Reproduce the passage of the post on revision_id caching that begins with "John Arbash Meinel" and runs through "the boundary.".

◆ **Document passage**:
________________________________________

[RFC] Change revision_id caching

Mon Mar 31 02:28:31 BST 2008

John Arbash Meinel writes:

 > If we trust most of the internals to not need it, then I think it
 > would be reasonable to switch to an LRUCache of plain 8-bit
 > strings, and not worry about the Unicode side.

I predict that if you "trust the internals", you will regret it.  This
comes from 10 years of watching GNU Emacs deal with the "\201 bug" and
repeated regressions thereof, while XEmacs never had a single instance
after Mule stabilized in 20.3 11 years ago.  GNU Emacs insisted on
keeping APIs for dealing with bytes in the same strings and buffers as
Mule encoding, and inevitably the wrong kind of data would leak across
the boundary.

True, internally, things that trade in revision_ids should not need to
know anything about them, except that they are UUIDs, and maybe how to
parse the time stamp out of them.  But it's a good idea to *enforce*
that.  I also think that it's reasonable to assume that Unicode
strings will only be needed for the purposes of presentation to
humans, and so can be ignored.

Specify an interface for generating those ids, and make sure that that
is the only way that they are ever generated.  Insist that strings be
interned as revision_id data as soon as they are entered.  A "shoot on
sight" policy for any code that tries to manipulate a revision_id
directly is highly recommended.

You might also want to read the threads in Python-3000 on allowing
Unicode identifiers in Python programs (PEP 3131, I think it was)
about which normalization to use and on restricting use of easily
mistaken characters (for example, Cyrillic A and Latin A have
identical glyphs but are different characters).  Unicode TR#31 is
probably a good idea.

________________________________________

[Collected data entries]

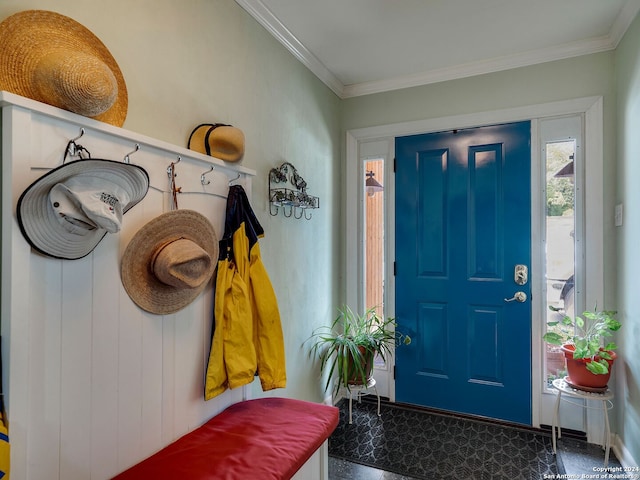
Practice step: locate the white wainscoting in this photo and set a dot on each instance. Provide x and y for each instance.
(93, 384)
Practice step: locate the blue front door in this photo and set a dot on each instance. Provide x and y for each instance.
(463, 225)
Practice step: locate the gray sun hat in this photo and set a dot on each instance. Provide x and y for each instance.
(65, 213)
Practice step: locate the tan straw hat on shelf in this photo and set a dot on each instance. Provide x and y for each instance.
(170, 261)
(53, 59)
(219, 140)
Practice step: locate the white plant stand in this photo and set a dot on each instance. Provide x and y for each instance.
(361, 390)
(606, 398)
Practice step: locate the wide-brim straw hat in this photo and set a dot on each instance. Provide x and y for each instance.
(66, 213)
(219, 140)
(170, 261)
(52, 58)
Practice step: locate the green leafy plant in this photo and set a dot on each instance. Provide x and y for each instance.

________________________________________

◆ **Final answer**:
John Arbash Meinel writes:

 > If we trust most of the internals to not need it, then I think it
 > would be reasonable to switch to an LRUCache of plain 8-bit
 > strings, and not worry about the Unicode side.

I predict that if you "trust the internals", you will regret it.  This
comes from 10 years of watching GNU Emacs deal with the "\201 bug" and
repeated regressions thereof, while XEmacs never had a single instance
after Mule stabilized in 20.3 11 years ago.  GNU Emacs insisted on
keeping APIs for dealing with bytes in the same strings and buffers as
Mule encoding, and inevitably the wrong kind of data would leak across
the boundary.